(Entries taken from a collection)
+ + + + + + +

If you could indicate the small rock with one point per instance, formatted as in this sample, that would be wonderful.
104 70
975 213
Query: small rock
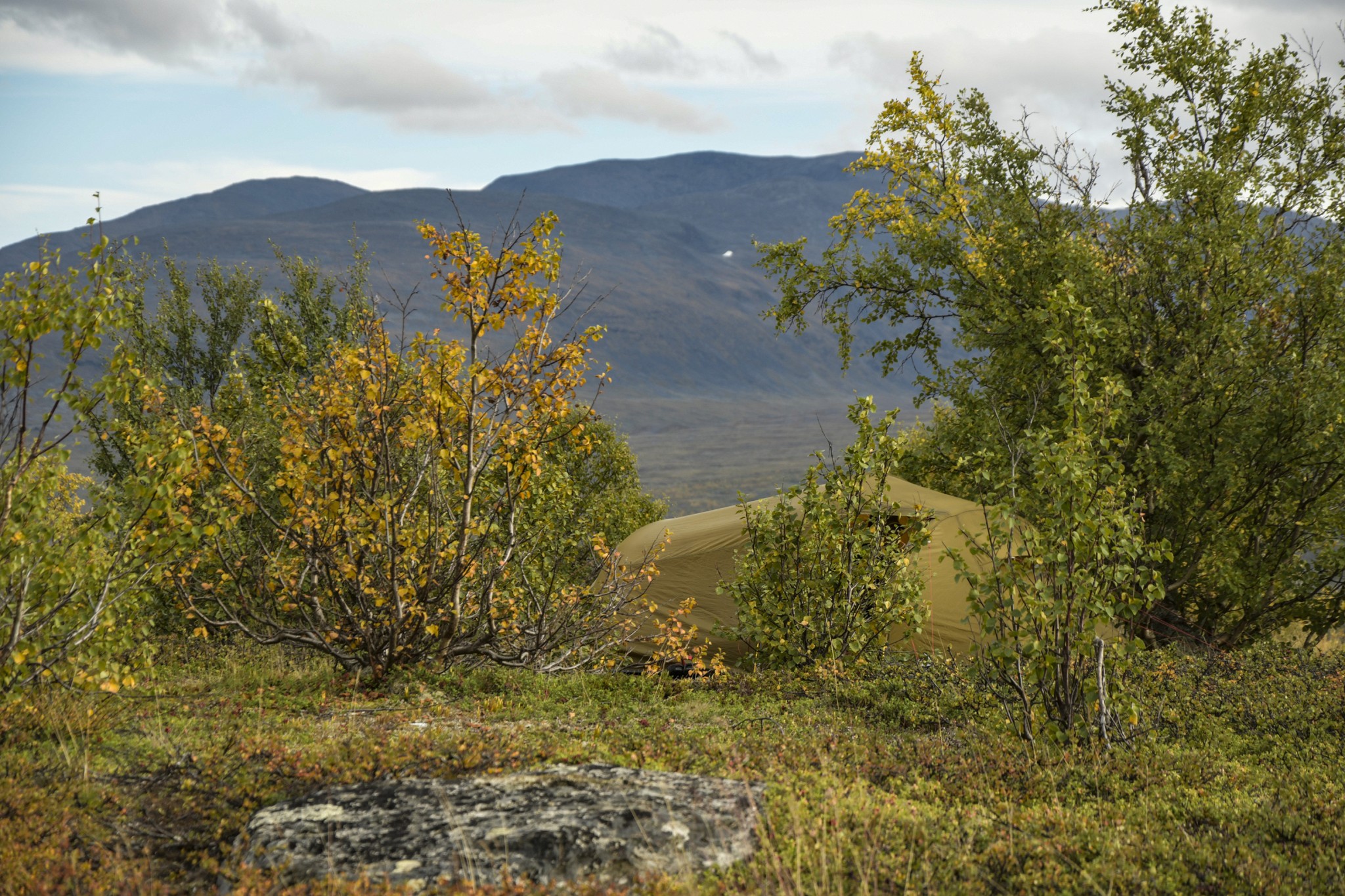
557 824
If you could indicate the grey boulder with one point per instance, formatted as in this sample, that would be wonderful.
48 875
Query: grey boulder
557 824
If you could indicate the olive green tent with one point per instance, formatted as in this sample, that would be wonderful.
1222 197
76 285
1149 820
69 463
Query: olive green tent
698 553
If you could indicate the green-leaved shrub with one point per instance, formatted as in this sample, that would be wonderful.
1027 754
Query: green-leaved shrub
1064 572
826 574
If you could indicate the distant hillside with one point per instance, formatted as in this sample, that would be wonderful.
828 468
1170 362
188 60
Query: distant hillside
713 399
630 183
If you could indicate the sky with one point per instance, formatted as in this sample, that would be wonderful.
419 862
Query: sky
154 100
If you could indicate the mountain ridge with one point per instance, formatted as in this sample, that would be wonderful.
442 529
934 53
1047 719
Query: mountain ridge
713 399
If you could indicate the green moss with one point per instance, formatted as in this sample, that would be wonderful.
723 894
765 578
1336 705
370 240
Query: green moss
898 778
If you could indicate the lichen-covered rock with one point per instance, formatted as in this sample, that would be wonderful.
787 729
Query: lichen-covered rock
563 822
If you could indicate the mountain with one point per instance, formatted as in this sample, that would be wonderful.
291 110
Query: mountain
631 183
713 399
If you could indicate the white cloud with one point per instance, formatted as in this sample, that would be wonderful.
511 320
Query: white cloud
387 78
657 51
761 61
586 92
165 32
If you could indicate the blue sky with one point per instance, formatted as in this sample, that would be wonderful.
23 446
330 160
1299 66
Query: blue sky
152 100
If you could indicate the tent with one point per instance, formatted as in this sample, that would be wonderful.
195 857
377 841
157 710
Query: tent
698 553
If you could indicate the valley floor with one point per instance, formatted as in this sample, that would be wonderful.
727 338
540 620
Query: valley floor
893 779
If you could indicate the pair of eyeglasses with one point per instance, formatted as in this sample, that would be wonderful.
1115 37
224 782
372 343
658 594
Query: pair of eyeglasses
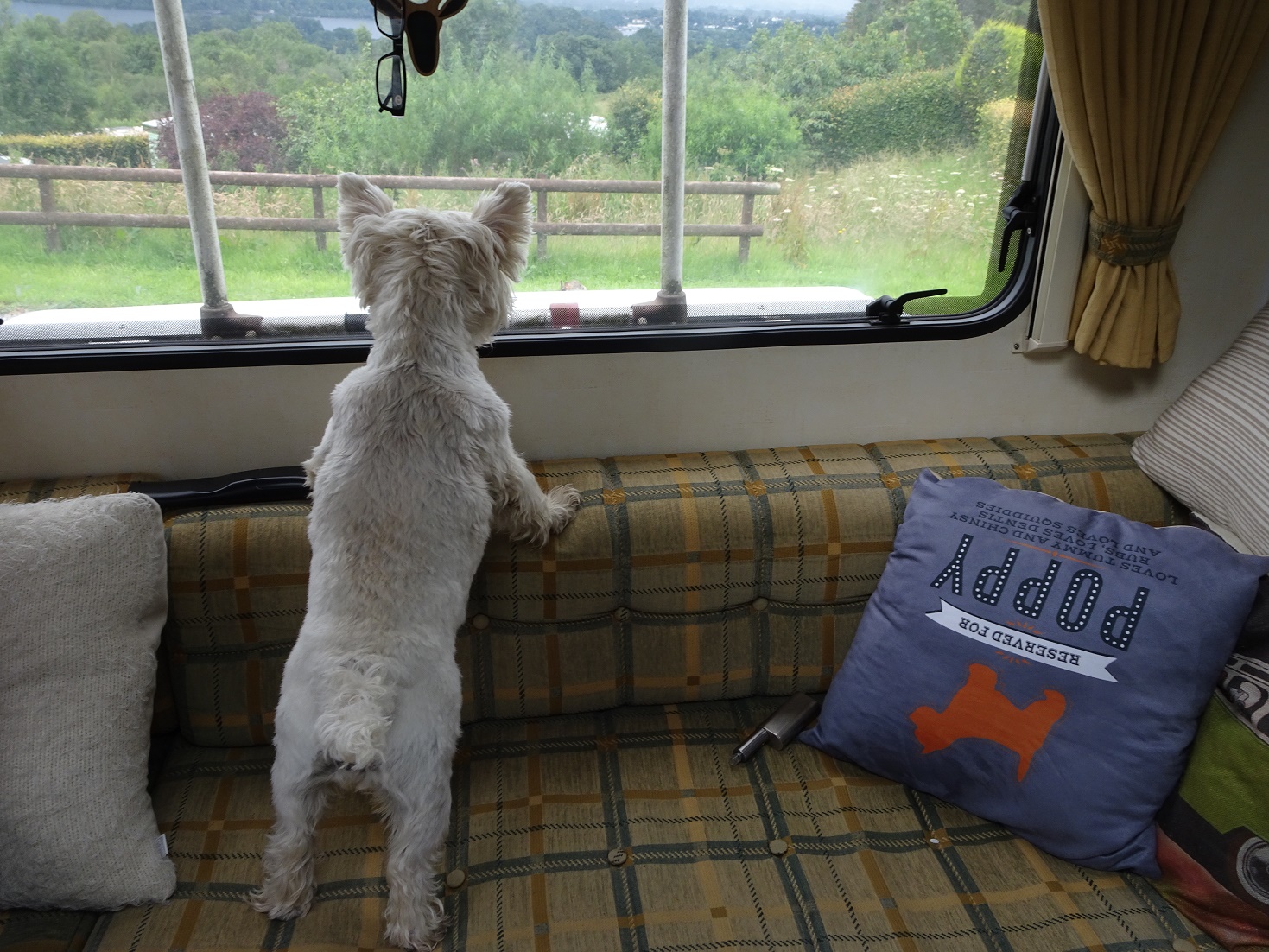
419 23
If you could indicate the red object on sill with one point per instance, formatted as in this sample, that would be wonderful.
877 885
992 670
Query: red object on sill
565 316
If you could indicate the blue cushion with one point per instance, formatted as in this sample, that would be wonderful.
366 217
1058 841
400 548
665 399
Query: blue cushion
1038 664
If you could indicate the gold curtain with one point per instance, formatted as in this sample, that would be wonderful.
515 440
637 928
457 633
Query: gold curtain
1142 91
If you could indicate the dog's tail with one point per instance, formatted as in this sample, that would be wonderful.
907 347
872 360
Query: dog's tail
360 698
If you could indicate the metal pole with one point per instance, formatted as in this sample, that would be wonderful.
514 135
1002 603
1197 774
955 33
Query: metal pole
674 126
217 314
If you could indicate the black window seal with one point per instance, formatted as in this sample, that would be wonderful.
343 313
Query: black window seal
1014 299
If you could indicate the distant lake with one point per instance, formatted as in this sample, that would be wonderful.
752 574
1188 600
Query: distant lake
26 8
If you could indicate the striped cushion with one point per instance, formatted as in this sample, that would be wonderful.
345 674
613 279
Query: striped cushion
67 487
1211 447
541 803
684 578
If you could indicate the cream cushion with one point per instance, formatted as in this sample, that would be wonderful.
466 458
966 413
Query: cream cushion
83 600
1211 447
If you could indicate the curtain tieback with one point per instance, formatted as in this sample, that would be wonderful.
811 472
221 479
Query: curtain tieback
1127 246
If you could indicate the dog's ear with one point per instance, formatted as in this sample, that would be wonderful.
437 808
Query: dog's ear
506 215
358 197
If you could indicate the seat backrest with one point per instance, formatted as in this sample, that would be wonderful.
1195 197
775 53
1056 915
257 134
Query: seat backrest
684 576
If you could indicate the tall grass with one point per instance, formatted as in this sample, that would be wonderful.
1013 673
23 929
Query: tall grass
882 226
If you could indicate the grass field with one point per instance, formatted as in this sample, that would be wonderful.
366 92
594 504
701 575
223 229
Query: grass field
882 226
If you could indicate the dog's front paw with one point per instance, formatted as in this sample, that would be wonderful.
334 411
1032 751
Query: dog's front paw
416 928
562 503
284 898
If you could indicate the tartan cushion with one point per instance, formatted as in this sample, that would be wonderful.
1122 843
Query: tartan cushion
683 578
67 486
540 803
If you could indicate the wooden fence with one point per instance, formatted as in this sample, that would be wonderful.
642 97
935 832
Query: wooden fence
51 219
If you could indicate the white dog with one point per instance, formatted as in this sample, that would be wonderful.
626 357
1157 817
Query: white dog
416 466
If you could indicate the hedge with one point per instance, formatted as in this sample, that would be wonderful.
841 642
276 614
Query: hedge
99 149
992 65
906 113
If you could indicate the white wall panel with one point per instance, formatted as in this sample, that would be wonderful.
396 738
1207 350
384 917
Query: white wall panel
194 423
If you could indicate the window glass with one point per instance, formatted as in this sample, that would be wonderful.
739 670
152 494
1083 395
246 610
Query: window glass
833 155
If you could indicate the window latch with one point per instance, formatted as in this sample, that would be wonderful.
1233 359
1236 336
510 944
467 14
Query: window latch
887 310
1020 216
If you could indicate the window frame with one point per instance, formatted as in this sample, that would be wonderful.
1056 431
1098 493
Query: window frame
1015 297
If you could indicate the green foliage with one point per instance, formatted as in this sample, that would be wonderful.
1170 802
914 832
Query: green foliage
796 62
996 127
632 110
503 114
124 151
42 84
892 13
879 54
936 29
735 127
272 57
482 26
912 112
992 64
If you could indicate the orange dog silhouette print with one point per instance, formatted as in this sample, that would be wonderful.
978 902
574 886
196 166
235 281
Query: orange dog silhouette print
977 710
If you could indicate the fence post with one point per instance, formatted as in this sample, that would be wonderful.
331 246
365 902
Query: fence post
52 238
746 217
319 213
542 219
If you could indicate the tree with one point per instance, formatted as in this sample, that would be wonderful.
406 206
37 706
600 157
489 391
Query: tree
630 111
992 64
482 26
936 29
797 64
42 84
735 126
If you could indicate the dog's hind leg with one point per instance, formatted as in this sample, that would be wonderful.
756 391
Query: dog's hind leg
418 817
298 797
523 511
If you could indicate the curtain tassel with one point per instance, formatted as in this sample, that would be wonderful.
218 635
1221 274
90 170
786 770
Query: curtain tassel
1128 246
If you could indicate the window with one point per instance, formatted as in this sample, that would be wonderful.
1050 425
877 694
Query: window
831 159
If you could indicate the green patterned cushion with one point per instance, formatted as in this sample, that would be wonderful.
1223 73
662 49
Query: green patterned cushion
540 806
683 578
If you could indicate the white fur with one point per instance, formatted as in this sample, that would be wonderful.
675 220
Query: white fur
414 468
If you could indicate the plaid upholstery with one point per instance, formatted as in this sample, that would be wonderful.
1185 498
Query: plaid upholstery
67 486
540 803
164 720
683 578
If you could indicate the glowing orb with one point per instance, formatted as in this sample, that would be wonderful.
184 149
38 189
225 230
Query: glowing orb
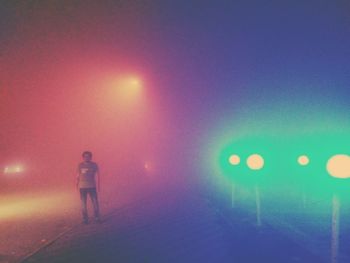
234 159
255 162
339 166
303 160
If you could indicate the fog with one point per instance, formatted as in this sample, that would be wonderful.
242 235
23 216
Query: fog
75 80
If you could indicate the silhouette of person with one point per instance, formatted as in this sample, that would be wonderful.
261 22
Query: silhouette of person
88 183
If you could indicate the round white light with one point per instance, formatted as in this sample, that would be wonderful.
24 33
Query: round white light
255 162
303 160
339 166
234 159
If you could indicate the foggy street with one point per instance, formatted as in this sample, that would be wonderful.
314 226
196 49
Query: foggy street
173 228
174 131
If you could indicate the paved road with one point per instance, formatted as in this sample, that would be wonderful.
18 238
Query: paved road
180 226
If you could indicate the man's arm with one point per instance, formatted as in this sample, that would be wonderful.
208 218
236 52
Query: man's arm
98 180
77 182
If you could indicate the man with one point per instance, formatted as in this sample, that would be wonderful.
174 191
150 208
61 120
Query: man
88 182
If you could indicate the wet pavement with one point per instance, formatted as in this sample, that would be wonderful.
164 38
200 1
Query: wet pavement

+ + + + + + +

### TASK DIRECTIONS
Show all lines above holding "pavement".

### REPLY TO THE EXERCISE
If you could indicate the wet pavement with one point per instance, formatted as in this sample, that would be wonderful.
Query: wet pavement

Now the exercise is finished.